§ Work instructions: Reproduce all the material exactly, minus any pictures it holds.

>>>>

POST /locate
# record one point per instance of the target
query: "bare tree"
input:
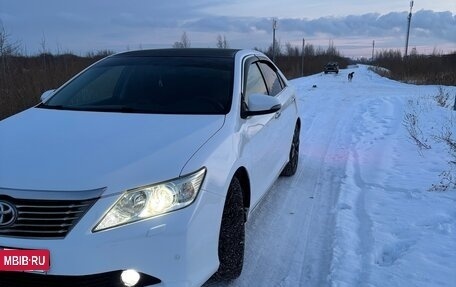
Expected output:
(183, 43)
(222, 43)
(7, 49)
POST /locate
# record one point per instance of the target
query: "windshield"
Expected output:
(163, 85)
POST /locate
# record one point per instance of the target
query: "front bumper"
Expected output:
(177, 249)
(109, 279)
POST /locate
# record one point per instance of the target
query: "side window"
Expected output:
(272, 79)
(255, 83)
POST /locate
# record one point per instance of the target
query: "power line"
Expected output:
(408, 28)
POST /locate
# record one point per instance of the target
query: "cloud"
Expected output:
(440, 25)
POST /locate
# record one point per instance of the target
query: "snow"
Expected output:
(361, 210)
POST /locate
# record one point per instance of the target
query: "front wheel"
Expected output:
(232, 234)
(292, 165)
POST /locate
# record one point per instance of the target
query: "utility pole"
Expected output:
(302, 56)
(408, 28)
(373, 48)
(274, 27)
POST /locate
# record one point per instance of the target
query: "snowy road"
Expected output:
(327, 225)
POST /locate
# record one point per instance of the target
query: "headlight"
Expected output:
(152, 200)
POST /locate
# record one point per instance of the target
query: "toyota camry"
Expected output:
(143, 169)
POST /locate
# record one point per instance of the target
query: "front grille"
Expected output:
(109, 279)
(45, 218)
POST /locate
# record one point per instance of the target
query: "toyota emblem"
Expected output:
(8, 214)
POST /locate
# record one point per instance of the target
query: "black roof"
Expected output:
(184, 52)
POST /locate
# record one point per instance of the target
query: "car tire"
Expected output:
(292, 165)
(232, 234)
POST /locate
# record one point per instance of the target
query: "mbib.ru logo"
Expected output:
(24, 260)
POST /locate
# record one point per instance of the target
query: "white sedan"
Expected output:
(143, 169)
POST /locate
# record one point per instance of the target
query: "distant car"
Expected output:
(332, 67)
(143, 169)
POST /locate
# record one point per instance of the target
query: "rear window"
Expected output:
(165, 85)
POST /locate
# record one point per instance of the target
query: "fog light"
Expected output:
(130, 277)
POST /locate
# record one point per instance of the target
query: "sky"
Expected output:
(352, 25)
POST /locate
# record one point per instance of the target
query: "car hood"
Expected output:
(43, 149)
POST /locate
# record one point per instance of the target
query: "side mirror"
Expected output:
(46, 95)
(260, 104)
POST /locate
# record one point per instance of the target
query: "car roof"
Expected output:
(183, 52)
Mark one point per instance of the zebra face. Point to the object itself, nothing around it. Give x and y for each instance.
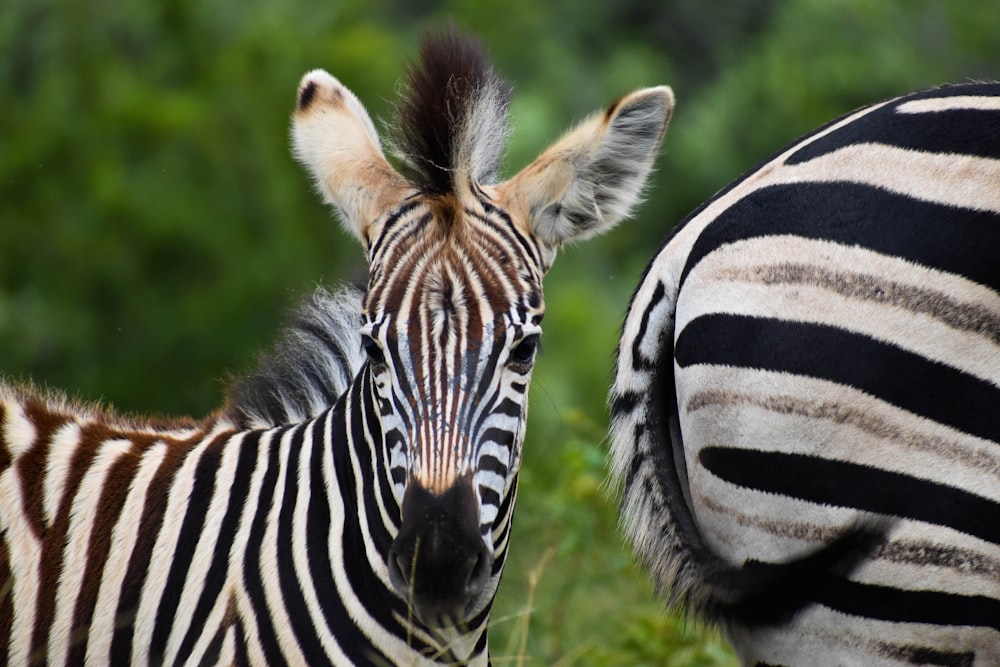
(452, 315)
(451, 324)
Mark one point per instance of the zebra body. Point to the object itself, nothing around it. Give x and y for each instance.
(819, 341)
(352, 503)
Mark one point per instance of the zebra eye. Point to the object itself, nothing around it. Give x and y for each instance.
(376, 357)
(525, 350)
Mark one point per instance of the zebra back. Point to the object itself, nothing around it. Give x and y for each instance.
(818, 343)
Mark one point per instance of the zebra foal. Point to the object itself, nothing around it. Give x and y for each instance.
(352, 503)
(821, 340)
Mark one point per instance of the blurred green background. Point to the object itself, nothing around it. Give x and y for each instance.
(154, 229)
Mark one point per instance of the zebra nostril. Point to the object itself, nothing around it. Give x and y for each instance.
(479, 575)
(399, 572)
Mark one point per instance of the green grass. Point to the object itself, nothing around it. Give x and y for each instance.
(571, 594)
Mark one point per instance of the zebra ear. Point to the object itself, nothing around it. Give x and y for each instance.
(333, 136)
(592, 178)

<<<<

§ Output of the task:
POST /locate
# record one point per instance of the target
query: "bare tree"
input:
Expected output:
(183, 43)
(222, 43)
(7, 49)
POST /locate
# record one point per instance of the target
query: "windshield"
Expected output:
(163, 85)
POST /locate
# record one point per instance of the target
query: "front bumper"
Expected output:
(177, 249)
(109, 279)
POST /locate
# record one point per instance of the target
query: "side window"
Expected output:
(272, 79)
(255, 83)
POST /locate
# record one point per instance of the target
query: "power line"
Expected output:
(408, 28)
POST /locate
# record one point per instance of the target
query: "cloud"
Expected output:
(440, 25)
POST /locate
# record one point per instance of the target
query: "snow"
Expected output:
(361, 210)
POST /locate
# record one point per instance of the target
query: "front wheel"
Expected output:
(232, 234)
(292, 165)
POST /locate
# record one point per instance of the target
query: "utility pole"
Expected output:
(302, 56)
(408, 28)
(373, 48)
(274, 27)
POST /locate
# record one point per instance of the target
query: "snowy road"
Expected output:
(327, 225)
POST /locate
# record one point per instance of the target
query: "headlight"
Expected output:
(152, 200)
POST /locate
# record one point per instance of the target
query: "toyota camry"
Expected output:
(143, 169)
POST /locate
# record one point per instance of the target
query: "front grille"
Expected output:
(109, 279)
(45, 218)
POST /locate
# record one point per instance of the target
query: "toyota emblem"
Expected output:
(8, 214)
POST /locate
# record one point per instance of the target
query: "black roof"
Expected output:
(184, 52)
POST /locate
# record one point per instance of the target
query: "car tire"
Expected output:
(292, 165)
(232, 234)
POST /locate
# record one point per instance of the target
query: "mbib.ru logo"
Expected output:
(24, 260)
POST /locate
# record one point per instance of the target
query: "white sedan"
Expected output:
(143, 169)
POST /locate
# record one point per instance of the target
query: "distant car"
Expected output:
(332, 67)
(143, 169)
POST /locate
# record one point per instance of the target
query: "rear window"
Expected output:
(165, 85)
POST /locate
# record one point per instance of the target
query: "fog light"
Expected output:
(130, 277)
POST /locate
# record one point per instance of the target
query: "sky"
Expected output:
(352, 25)
POST /locate
# record one point per instance of the target
query: "car hood"
Expected output:
(43, 149)
POST /locate
# record one point per instance of the target
query: "side mirror"
Expected output:
(46, 95)
(260, 104)
POST /locate
# record one point per instance of the target
query: "car roof"
Expected output:
(183, 52)
Mark one point per instance of the zebra face. Point to the object itself, nothing around it. Give x and y for each instance.
(452, 315)
(451, 324)
Mark one point per instance of the zebra body. Point to the object itself, nothing around it. Give x and y for each instance.
(819, 341)
(352, 503)
Mark one point per instance of the zebra eye. Point to the object itself, nothing around it. Give x and y for each instance.
(376, 357)
(525, 350)
Mark one point per instance of the zebra back. Point to the object itself, nothing around it. Give x and y for each instance.
(818, 343)
Mark one point per instance of the zebra foal. Point to the object itself, nothing around it. Give x and y for each instance.
(352, 503)
(821, 340)
Mark one point per instance of the blurred green background. Point to the object itself, nothing around it. Give x and y for each instance.
(154, 229)
Mark one point per instance of the zebra nostril. Point to the object itself, nothing around it. Give x and y for each instance.
(479, 575)
(399, 572)
Mark one point per instance of the green grass. Point to the object itself, nothing around it. Give x and y for each instance.
(571, 594)
Mark one point per instance of the zebra ear. Point to the object itself, nothing around it. Give x and y for each instance.
(333, 136)
(592, 178)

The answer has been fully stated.